* **EXTRACTED DATA**:

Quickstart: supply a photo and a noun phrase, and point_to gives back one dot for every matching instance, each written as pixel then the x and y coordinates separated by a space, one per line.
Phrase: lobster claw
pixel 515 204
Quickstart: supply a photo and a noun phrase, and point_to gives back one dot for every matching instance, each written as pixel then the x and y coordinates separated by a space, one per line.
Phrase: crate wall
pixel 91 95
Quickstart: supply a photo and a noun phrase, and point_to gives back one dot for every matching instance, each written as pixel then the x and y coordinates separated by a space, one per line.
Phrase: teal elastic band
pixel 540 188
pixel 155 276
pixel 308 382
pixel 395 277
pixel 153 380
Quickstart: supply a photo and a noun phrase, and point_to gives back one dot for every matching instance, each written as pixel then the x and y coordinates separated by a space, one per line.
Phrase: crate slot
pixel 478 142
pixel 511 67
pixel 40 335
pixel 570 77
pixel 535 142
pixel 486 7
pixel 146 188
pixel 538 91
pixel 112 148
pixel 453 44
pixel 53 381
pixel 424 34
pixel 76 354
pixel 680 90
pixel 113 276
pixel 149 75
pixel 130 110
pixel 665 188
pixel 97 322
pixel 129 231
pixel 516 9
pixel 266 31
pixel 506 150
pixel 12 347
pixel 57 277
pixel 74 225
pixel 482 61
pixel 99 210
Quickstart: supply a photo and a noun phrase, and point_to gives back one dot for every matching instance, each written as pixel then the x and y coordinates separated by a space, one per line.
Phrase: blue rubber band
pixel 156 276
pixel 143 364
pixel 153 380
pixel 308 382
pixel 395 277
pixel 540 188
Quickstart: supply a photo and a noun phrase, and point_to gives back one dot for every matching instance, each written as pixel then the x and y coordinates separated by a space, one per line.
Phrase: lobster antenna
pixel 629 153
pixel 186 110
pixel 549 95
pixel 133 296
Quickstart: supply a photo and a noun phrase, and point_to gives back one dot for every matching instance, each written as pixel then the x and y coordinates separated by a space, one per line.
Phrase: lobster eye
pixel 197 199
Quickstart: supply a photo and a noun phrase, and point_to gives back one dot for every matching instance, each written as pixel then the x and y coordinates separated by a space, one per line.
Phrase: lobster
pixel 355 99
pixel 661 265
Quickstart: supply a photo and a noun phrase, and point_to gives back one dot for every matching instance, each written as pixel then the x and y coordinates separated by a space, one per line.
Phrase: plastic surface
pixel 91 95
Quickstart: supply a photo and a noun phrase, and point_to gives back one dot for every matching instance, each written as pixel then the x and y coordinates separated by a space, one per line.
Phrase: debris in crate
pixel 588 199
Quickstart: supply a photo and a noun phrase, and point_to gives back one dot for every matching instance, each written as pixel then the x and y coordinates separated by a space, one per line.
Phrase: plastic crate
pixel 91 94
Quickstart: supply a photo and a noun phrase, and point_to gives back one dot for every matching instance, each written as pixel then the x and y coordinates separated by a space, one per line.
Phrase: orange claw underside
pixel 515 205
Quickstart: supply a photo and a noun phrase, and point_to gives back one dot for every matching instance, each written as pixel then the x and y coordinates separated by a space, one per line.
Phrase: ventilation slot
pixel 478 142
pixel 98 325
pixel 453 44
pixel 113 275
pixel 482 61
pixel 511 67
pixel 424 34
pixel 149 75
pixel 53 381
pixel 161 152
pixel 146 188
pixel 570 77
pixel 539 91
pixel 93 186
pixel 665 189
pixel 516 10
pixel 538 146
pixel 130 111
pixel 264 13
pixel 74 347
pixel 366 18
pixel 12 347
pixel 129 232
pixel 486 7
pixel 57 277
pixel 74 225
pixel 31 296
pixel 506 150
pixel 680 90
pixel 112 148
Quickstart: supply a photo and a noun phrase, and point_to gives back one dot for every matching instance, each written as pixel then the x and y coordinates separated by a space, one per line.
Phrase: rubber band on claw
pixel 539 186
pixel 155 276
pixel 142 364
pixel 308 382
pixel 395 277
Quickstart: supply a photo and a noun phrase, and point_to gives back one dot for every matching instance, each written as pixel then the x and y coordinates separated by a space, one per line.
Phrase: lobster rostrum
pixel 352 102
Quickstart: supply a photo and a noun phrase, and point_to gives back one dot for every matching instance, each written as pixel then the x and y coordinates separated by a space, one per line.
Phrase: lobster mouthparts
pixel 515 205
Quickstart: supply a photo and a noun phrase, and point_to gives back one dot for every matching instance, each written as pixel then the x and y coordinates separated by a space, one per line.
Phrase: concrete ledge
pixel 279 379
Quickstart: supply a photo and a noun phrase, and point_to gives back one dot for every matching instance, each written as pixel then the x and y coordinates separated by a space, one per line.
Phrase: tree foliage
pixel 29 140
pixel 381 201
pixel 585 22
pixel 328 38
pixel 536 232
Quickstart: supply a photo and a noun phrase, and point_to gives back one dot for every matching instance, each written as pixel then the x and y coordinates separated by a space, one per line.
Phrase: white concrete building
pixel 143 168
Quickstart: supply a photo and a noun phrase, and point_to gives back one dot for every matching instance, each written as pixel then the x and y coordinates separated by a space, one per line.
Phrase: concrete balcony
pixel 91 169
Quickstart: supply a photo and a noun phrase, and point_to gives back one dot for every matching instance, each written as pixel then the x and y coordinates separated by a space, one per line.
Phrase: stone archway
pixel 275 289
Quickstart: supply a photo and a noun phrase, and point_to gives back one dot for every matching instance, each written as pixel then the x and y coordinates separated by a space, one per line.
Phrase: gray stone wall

* **TASK INSTRUCTIONS**: Output all of the data again. Match it exactly.

* **WRITTEN RESPONSE**:
Quickstart: supply a photo and a noun phrase, and point_to gives back one dot for every matching instance, each written as pixel then the x and y coordinates separated by a space, one per line.
Phrase: lobster claw
pixel 515 204
Quickstart: supply a photo and a noun phrase, and point_to gives back one dot for every matching instance, each written as pixel then the x and y coordinates separated by a space, one per line.
Phrase: crate wall
pixel 91 95
Quickstart: supply a photo and a noun phrase, and point_to gives back one dot for every matching instance, each written as pixel then the x and y coordinates separated by a space, one per line.
Phrase: teal elastic band
pixel 540 188
pixel 155 276
pixel 308 382
pixel 395 277
pixel 153 380
Quickstart: supply a photo and a noun phrase, and point_to gives back one dot for every matching instance, each written as pixel then the x and y coordinates separated by a space, one per line.
Phrase: crate slot
pixel 478 142
pixel 511 67
pixel 40 335
pixel 570 77
pixel 535 142
pixel 486 7
pixel 146 188
pixel 538 91
pixel 112 148
pixel 453 44
pixel 53 381
pixel 424 34
pixel 76 354
pixel 680 90
pixel 113 276
pixel 149 75
pixel 130 110
pixel 665 188
pixel 97 322
pixel 129 231
pixel 516 9
pixel 266 31
pixel 506 150
pixel 12 347
pixel 57 277
pixel 74 225
pixel 482 61
pixel 99 210
Quickstart: supply a photo and a noun phrase, and point_to gives back one dot for every matching instance, each written as pixel then the x and y coordinates separated by a space, one per line.
Phrase: blue rubber band
pixel 156 276
pixel 143 364
pixel 153 380
pixel 308 382
pixel 395 277
pixel 540 188
Quickstart: supply a photo and a noun phrase, and point_to gives back one dot for every matching instance, each written as pixel then the x and y coordinates separated by a space, one per line.
Phrase: lobster antenna
pixel 629 153
pixel 186 110
pixel 549 95
pixel 133 296
Quickstart: supply a photo and a noun phrase, and point_to gives back one dot for every matching instance, each written as pixel then the x and y coordinates separated by a space, one per line.
Phrase: lobster eye
pixel 197 199
Quickstart: supply a photo and a noun phrase, and point_to gives back one dot for every matching instance, each written as pixel then the x and y coordinates separated by a space, one per line.
Phrase: lobster
pixel 355 99
pixel 661 265
Quickstart: supply a photo and a noun phrase, and point_to gives back one dot for every matching instance, each written as pixel then the x and y coordinates separated by a space, one per line.
Phrase: plastic surface
pixel 91 95
Quickstart: supply a photo and a noun phrase, and point_to gives back one dot for every matching instance, each written as pixel then the x and y coordinates separated by a space, one per line.
Phrase: debris in crate
pixel 588 199
Quickstart: supply a photo and a noun phrase, and point_to gives back one dot for every matching instance, each written as pixel then the x and y coordinates separated by a space, one per line.
Phrase: plastic crate
pixel 91 94
Quickstart: supply a photo and a noun phrase, and point_to gives back one dot for every matching instance, each written as pixel then the x and y coordinates separated by a space, one per line.
Phrase: orange claw underside
pixel 515 205
Quickstart: supply a photo and a noun phrase, and point_to gives back one dot for every matching instance, each written as pixel then the x and y coordinates separated by a space, one per line.
Phrase: ventilation slot
pixel 478 142
pixel 98 325
pixel 453 44
pixel 113 275
pixel 482 61
pixel 511 67
pixel 424 34
pixel 149 75
pixel 53 381
pixel 161 152
pixel 146 188
pixel 570 77
pixel 539 91
pixel 93 186
pixel 665 189
pixel 516 10
pixel 538 146
pixel 130 111
pixel 264 13
pixel 74 347
pixel 366 18
pixel 12 347
pixel 129 232
pixel 486 7
pixel 57 277
pixel 74 225
pixel 31 296
pixel 506 150
pixel 680 90
pixel 112 148
Quickstart: supply a photo and a noun phrase, and point_to gives back one dot for every matching instance, each written as pixel then the x and y coordinates separated by a space, one per line.
Phrase: rubber band on claw
pixel 539 186
pixel 155 276
pixel 142 364
pixel 308 382
pixel 395 277
Quickstart: supply a photo and a noun phrase, and point_to gives back one dot for every matching instance, each written as pixel then the x and y coordinates separated by a space, one per line.
Phrase: lobster rostrum
pixel 352 102
Quickstart: supply a photo and a noun phrase, and point_to gives back one dot for every matching instance, each written as pixel then the x and y coordinates separated by a space, one per line.
Phrase: lobster mouthparts
pixel 515 205
Quickstart: supply a photo and a noun phrase, and point_to gives back one dot for every matching instance, each written as pixel then the x and y coordinates separated by a space, one per line.
Phrase: concrete ledge
pixel 279 379
Quickstart: supply a photo and a noun phrase, and point_to gives back one dot for every matching instance, each written as pixel then the x and y coordinates separated by a space, one per line.
Phrase: tree foliage
pixel 29 140
pixel 381 201
pixel 585 22
pixel 328 38
pixel 536 232
Quickstart: supply a photo and a noun phrase, and point_to gives back one dot for every matching instance, each written as pixel then the x and y coordinates separated by a space, one per line.
Phrase: white concrete building
pixel 143 168
Quickstart: supply a photo and a noun phrase, and point_to gives back one dot for every matching instance, each written as pixel then the x and y coordinates separated by a space, one per line.
Phrase: concrete balcony
pixel 91 169
Quickstart: supply a photo and a noun phrase, and point_to gives back one dot for every matching instance, each written as pixel then the x and y coordinates separated by a space, one per line.
Phrase: stone archway
pixel 275 289
Quickstart: supply a photo and a noun phrase, and point_to gives back one dot for every matching instance, each written as pixel then the x and y coordinates separated by a space, one per line.
Phrase: gray stone wall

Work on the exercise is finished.